■ **Written request**
The lines to extract start at the one containing "the blue sky" and end with the last line; give them exactly and nothing more.

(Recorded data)
+ + + + + + +

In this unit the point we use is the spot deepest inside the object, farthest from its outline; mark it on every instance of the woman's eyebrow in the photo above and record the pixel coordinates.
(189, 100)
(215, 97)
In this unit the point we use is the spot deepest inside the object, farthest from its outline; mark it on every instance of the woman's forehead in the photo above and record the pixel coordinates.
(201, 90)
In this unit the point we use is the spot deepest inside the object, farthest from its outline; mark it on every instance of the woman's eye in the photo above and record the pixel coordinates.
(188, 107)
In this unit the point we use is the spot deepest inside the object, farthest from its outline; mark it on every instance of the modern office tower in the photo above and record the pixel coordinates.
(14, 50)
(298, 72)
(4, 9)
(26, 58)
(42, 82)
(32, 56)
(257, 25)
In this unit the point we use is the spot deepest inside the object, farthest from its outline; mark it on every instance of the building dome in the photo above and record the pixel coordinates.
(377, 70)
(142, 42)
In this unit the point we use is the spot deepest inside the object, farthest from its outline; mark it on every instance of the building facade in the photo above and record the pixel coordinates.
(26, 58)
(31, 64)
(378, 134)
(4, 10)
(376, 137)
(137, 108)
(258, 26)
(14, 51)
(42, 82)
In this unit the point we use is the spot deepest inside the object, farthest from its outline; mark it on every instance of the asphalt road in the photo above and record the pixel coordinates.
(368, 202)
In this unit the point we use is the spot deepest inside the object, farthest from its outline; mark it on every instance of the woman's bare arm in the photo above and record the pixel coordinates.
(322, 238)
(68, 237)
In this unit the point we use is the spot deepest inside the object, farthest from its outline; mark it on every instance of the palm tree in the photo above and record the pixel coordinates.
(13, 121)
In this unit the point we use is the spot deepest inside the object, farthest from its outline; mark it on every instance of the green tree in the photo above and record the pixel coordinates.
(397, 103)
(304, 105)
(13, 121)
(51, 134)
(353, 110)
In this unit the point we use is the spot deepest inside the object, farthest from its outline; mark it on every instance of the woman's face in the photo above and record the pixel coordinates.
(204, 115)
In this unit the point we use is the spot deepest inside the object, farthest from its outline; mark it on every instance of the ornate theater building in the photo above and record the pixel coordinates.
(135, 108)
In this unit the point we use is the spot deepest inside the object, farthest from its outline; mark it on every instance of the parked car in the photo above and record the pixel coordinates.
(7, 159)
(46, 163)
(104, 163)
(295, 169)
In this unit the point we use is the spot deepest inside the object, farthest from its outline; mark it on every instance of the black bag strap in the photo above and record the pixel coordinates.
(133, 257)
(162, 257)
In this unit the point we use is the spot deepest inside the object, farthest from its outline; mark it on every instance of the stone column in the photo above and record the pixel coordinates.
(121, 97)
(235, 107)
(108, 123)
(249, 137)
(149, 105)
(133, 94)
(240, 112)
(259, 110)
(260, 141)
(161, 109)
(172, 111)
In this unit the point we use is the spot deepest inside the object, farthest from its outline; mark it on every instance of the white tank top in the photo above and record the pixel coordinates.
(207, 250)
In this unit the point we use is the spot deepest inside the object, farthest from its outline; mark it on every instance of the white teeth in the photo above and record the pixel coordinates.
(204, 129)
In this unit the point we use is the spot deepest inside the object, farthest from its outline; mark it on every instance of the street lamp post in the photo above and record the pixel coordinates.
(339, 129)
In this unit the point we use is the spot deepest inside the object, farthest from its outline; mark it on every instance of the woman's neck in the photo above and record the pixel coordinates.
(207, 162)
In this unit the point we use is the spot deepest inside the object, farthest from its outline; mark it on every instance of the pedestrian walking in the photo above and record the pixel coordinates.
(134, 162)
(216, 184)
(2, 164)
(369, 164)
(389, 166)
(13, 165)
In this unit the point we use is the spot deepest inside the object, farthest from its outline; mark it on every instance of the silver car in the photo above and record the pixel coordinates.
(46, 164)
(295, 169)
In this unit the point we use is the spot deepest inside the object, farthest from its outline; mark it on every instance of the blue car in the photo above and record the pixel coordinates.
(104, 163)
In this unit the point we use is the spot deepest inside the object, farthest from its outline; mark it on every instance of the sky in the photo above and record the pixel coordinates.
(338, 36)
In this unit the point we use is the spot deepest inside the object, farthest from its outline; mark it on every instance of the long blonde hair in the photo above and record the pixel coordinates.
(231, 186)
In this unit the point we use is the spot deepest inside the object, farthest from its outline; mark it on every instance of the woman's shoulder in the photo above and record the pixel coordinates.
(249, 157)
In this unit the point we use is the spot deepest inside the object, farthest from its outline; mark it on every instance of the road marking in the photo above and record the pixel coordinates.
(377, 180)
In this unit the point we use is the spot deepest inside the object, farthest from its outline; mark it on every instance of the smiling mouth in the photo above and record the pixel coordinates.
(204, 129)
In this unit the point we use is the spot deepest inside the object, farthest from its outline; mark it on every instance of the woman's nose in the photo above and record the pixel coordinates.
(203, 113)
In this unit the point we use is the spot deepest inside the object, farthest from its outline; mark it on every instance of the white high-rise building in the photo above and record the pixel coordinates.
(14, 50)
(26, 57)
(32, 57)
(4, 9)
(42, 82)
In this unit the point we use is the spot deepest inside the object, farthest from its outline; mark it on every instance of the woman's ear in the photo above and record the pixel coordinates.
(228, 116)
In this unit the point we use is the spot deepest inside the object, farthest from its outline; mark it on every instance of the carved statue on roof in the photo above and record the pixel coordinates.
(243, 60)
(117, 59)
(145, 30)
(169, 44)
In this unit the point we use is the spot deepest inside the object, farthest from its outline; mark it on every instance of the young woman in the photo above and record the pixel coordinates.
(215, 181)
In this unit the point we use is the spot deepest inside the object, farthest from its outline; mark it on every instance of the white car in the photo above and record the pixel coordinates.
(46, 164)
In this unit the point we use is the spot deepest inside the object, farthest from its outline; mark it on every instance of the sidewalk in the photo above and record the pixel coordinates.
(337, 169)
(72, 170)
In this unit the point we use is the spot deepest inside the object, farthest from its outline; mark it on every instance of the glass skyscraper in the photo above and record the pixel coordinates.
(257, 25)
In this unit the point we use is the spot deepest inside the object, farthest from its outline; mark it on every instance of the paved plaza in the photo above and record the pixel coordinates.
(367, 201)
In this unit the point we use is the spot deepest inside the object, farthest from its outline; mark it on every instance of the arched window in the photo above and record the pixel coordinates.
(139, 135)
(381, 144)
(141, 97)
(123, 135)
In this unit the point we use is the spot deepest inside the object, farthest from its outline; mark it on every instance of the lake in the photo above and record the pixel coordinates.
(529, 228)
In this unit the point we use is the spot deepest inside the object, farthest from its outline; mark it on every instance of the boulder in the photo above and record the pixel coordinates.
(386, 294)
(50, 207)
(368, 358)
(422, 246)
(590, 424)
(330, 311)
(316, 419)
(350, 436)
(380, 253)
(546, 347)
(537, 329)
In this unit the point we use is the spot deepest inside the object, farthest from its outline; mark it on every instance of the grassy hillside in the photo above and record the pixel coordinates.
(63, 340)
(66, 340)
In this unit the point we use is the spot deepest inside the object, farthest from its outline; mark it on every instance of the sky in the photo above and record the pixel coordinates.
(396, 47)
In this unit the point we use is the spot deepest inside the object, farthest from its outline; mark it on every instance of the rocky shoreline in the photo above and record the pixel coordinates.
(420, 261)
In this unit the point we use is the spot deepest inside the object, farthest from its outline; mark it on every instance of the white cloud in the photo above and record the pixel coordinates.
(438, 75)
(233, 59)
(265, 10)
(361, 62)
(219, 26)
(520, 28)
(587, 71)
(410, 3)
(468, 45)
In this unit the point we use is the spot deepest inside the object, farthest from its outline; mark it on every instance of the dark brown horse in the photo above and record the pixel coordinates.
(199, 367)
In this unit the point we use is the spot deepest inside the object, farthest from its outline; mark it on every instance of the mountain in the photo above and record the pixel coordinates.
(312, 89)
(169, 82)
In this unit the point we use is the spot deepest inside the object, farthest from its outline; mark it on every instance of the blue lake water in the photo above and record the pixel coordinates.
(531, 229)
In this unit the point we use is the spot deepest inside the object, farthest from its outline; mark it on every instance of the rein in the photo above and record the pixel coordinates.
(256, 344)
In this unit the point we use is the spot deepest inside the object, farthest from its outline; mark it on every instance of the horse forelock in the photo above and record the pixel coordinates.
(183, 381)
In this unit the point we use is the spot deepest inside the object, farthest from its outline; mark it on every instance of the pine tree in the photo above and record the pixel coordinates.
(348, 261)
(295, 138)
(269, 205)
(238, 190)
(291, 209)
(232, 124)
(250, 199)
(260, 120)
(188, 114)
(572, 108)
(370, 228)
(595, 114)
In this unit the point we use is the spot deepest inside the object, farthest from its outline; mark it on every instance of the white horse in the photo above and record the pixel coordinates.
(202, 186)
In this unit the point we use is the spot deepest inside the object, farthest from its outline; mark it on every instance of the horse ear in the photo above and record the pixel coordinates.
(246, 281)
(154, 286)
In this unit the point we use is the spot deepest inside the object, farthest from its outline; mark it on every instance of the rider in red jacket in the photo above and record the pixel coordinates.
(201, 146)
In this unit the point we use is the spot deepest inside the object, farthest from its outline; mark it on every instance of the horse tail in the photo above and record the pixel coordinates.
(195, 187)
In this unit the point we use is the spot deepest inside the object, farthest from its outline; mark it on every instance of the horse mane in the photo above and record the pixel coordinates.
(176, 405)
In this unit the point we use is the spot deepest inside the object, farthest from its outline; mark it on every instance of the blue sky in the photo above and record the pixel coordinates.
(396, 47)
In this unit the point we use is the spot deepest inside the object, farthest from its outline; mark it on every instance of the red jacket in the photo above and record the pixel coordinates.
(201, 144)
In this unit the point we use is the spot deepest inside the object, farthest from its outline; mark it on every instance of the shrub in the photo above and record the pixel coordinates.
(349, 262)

+ + + + + + +

■ **Exercise response**
In this unit the point we use is the spot deepest inside the object, farthest from its outline; mark it on every instance of the blue sky in the photo above and record the pixel coordinates.
(396, 47)
In this unit the point we use is the spot deepest inside the object, farthest from its outline; mark it on every instance of the red jacket in the photo above and record the pixel coordinates.
(201, 144)
In this unit the point we use is the spot deepest inside the object, farthest from its outline; mark it on every instance of the shrub in the photo above and record the pixel coordinates.
(349, 262)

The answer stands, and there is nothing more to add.